• [Written instruction]:
Reproduce word for word the lines, starting with the line that contains "Where can you spot the green grass" and going on through the line that contains "column 149, row 75". Leave the pictures out of your copy.

• [Data for this exercise]:
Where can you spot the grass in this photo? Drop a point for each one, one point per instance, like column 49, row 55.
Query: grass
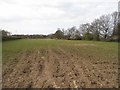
column 96, row 49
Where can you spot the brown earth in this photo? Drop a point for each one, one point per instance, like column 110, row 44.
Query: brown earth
column 58, row 69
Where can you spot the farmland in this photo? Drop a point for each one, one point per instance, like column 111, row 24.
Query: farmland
column 42, row 63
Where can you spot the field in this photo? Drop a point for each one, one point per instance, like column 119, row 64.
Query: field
column 42, row 63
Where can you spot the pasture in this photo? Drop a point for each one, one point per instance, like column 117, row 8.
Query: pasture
column 41, row 63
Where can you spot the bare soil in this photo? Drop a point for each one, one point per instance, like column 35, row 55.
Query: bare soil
column 51, row 68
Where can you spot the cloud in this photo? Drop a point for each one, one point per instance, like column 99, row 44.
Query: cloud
column 45, row 16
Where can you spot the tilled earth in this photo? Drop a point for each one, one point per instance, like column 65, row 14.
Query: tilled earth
column 56, row 68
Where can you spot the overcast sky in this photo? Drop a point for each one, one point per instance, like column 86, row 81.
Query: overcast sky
column 45, row 16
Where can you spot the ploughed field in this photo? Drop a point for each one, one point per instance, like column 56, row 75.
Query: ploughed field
column 46, row 63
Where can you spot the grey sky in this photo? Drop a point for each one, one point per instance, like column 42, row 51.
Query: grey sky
column 45, row 16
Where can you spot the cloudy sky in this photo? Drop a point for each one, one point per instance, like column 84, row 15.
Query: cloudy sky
column 45, row 16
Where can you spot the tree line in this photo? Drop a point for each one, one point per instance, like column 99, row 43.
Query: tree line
column 104, row 28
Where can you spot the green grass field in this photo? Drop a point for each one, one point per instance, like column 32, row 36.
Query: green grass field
column 102, row 50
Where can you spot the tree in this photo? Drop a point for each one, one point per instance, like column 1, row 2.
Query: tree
column 115, row 25
column 59, row 34
column 95, row 29
column 106, row 26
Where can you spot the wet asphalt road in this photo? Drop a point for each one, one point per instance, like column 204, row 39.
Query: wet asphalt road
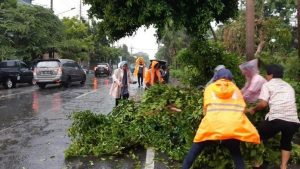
column 34, row 123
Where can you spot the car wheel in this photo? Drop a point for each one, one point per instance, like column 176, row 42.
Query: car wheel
column 42, row 86
column 8, row 84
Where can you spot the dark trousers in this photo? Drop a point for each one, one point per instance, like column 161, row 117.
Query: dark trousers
column 232, row 145
column 268, row 129
column 126, row 96
column 140, row 79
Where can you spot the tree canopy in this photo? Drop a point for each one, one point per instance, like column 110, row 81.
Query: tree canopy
column 27, row 31
column 122, row 18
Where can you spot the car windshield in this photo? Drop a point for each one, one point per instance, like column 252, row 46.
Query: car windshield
column 7, row 64
column 50, row 64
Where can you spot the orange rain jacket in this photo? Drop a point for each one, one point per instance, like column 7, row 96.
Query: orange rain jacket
column 139, row 62
column 224, row 115
column 149, row 75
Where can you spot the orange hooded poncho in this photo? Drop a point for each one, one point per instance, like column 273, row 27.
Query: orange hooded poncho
column 224, row 115
column 139, row 62
column 152, row 75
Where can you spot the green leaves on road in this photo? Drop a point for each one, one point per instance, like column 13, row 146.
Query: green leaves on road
column 155, row 123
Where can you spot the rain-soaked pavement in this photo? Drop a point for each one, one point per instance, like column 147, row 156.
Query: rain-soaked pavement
column 33, row 125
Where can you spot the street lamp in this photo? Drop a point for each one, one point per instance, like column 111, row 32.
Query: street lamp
column 66, row 11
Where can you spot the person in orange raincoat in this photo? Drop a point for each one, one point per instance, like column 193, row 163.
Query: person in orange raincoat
column 224, row 120
column 139, row 70
column 153, row 75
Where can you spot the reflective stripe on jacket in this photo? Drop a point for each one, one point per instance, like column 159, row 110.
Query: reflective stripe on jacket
column 224, row 115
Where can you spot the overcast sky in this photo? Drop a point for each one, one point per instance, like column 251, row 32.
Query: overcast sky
column 142, row 41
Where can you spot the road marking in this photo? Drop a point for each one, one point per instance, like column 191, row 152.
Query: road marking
column 150, row 158
column 15, row 94
column 85, row 94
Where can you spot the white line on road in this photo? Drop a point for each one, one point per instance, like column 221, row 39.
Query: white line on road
column 150, row 158
column 85, row 94
column 16, row 94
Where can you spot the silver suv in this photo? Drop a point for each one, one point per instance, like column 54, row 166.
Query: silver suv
column 58, row 71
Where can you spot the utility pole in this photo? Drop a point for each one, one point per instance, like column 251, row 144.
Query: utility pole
column 250, row 26
column 51, row 5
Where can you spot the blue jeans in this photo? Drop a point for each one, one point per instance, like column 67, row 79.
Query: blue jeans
column 232, row 145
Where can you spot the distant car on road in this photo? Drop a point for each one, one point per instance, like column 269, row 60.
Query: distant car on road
column 58, row 71
column 13, row 72
column 102, row 69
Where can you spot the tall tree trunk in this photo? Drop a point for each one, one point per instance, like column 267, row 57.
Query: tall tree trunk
column 250, row 11
column 298, row 28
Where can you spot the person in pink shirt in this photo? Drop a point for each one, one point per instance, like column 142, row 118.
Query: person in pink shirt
column 254, row 81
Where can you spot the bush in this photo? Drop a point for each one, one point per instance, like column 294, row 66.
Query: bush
column 155, row 123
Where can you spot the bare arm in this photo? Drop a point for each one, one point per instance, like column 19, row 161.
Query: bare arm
column 259, row 106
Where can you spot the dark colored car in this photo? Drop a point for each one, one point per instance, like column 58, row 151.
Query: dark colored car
column 13, row 72
column 102, row 69
column 58, row 71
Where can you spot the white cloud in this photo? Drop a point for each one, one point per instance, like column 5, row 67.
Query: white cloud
column 143, row 41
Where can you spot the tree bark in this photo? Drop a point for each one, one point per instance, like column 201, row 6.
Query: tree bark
column 250, row 11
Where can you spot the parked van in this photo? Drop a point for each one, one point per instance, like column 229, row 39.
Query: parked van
column 58, row 71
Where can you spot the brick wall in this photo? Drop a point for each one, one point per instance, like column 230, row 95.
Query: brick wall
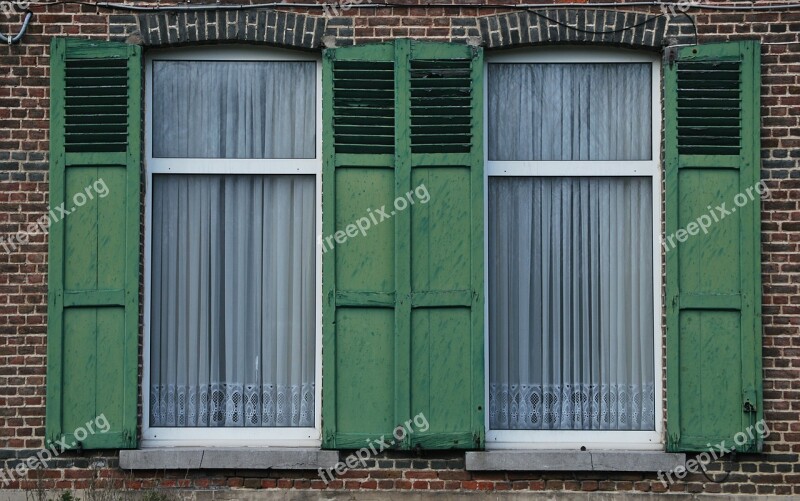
column 24, row 110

• [Solution]:
Where can you spot the green grass field in this photo? Drop a point for each one, one point per instance, like column 32, row 36.
Query: green grass field
column 102, row 50
Where can you spot the tree in this photo? Drop a point for each one, one point per instance, like column 1, row 2.
Query: tree
column 115, row 25
column 59, row 34
column 95, row 29
column 106, row 26
Where can you spot the wet asphalt road in this photo? Drop a point for each one, one point per instance, like column 204, row 39.
Query: wet asphalt road
column 34, row 123
Where can you spot the car wheel in this photo? Drop a point for each one, one point per instance, like column 176, row 42.
Query: car wheel
column 42, row 86
column 8, row 84
Where can you spot the dark trousers in this photo? Drop a point for each one, one point per instance, like column 161, row 117.
Query: dark trousers
column 232, row 145
column 268, row 129
column 126, row 96
column 140, row 79
Where can you spot the tree canopy in this photo? Drop a point for each one, one point per instance, like column 110, row 81.
Query: tree canopy
column 27, row 31
column 122, row 18
Where can you spot the car windshield in this photo? Drop a point for each one, one point per instance, like column 252, row 46.
Query: car windshield
column 7, row 64
column 50, row 64
Where can you spot the orange rain jacket in this photo? Drop a point for each one, one point per instance, like column 7, row 96.
Query: orange rain jacket
column 139, row 62
column 224, row 115
column 149, row 75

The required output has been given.